§ Exercise requirements
Pull out every line in the items below that contains the word "hazy" and copy each of those lines in full.

[Begin Records provided]

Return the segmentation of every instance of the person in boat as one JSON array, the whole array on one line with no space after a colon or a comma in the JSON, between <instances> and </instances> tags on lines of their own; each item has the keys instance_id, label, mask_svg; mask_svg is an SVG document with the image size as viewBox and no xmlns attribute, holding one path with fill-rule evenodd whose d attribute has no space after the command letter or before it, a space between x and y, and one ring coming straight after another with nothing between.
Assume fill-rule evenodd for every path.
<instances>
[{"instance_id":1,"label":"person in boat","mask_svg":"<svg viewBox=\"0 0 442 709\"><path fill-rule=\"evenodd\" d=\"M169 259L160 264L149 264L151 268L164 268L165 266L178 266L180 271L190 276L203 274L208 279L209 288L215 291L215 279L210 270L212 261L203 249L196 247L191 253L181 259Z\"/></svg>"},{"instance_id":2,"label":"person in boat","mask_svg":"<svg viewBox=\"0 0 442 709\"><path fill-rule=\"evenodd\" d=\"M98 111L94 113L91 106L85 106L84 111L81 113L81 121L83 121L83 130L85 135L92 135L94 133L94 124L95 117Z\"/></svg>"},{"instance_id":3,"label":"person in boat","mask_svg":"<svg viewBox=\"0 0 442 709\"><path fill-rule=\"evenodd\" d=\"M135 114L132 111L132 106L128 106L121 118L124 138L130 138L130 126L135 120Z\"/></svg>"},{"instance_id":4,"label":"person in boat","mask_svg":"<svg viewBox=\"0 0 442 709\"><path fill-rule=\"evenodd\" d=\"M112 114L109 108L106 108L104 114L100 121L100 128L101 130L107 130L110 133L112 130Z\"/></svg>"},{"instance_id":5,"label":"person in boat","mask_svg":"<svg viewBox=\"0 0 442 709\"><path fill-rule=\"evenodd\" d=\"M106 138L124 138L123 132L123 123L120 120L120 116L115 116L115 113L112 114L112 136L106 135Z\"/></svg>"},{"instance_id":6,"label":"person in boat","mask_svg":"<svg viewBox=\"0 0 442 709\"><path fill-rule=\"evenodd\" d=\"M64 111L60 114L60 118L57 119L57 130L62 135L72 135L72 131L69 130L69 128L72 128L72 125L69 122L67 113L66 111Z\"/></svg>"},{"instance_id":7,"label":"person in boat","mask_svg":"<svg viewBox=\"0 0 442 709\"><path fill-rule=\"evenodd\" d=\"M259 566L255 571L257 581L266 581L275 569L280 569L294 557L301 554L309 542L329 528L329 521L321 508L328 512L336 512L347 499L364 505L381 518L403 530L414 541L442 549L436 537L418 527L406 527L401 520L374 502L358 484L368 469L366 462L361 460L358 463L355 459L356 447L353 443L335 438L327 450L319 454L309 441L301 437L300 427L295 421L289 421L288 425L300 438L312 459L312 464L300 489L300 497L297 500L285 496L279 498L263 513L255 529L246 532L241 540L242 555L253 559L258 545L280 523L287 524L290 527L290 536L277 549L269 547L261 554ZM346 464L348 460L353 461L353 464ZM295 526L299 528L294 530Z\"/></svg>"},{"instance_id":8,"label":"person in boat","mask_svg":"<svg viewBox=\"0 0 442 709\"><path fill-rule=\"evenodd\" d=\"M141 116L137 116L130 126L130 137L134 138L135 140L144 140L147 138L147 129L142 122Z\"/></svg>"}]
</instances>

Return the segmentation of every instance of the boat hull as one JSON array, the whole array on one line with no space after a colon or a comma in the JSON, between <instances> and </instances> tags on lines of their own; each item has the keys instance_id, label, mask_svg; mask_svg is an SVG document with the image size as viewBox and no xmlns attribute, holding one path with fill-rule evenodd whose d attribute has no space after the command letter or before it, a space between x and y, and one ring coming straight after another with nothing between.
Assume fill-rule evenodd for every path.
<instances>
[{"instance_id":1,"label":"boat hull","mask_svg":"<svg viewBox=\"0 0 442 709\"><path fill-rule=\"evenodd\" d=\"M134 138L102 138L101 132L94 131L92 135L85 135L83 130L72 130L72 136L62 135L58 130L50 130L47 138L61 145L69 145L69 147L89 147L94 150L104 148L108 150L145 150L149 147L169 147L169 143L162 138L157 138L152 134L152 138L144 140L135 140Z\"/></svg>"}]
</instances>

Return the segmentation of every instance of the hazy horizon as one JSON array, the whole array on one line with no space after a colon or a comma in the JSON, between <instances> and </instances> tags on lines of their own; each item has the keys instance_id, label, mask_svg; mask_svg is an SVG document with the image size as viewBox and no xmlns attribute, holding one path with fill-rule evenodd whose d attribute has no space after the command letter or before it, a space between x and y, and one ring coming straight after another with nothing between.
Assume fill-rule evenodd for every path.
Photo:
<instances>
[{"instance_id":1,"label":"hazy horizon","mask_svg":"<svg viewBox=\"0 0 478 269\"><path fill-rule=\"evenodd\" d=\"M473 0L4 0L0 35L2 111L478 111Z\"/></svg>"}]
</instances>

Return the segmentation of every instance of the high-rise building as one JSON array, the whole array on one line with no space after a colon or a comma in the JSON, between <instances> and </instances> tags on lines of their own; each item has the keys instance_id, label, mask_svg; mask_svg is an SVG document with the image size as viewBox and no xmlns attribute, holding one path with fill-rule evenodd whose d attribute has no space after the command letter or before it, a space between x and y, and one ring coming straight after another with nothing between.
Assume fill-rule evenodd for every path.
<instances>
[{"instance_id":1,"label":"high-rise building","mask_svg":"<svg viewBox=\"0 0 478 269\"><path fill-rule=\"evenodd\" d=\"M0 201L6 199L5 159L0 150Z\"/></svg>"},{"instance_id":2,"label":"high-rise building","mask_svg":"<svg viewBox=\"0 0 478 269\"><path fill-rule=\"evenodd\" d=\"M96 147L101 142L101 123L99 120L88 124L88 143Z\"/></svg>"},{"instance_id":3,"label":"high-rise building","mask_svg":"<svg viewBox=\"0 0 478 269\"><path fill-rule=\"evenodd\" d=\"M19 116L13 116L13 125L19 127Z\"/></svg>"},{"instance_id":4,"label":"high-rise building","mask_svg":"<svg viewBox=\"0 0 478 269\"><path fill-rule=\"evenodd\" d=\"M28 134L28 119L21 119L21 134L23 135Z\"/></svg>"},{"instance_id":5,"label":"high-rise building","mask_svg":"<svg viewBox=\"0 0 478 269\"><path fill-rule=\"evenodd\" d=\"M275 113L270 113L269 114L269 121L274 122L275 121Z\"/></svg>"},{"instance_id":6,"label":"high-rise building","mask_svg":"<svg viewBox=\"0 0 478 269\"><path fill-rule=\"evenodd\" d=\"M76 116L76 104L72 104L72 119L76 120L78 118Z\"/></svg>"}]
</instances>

[End Records provided]

§ Exercise output
Return the segmentation of every instance of the hazy horizon as one JSON array, the whole array on one line with no space after a colon or a comma in the JSON, between <instances> and </instances> tags on lines of their own; each item has the keys instance_id, label, mask_svg; mask_svg is an SVG document with the image size as viewBox and no xmlns attribute, holding one path with fill-rule evenodd whose d attribute has no space after the command letter or before it, a space between x and y, and one ring coming straight after another with nothing between.
[{"instance_id":1,"label":"hazy horizon","mask_svg":"<svg viewBox=\"0 0 478 269\"><path fill-rule=\"evenodd\" d=\"M473 0L4 0L0 35L2 111L478 111Z\"/></svg>"}]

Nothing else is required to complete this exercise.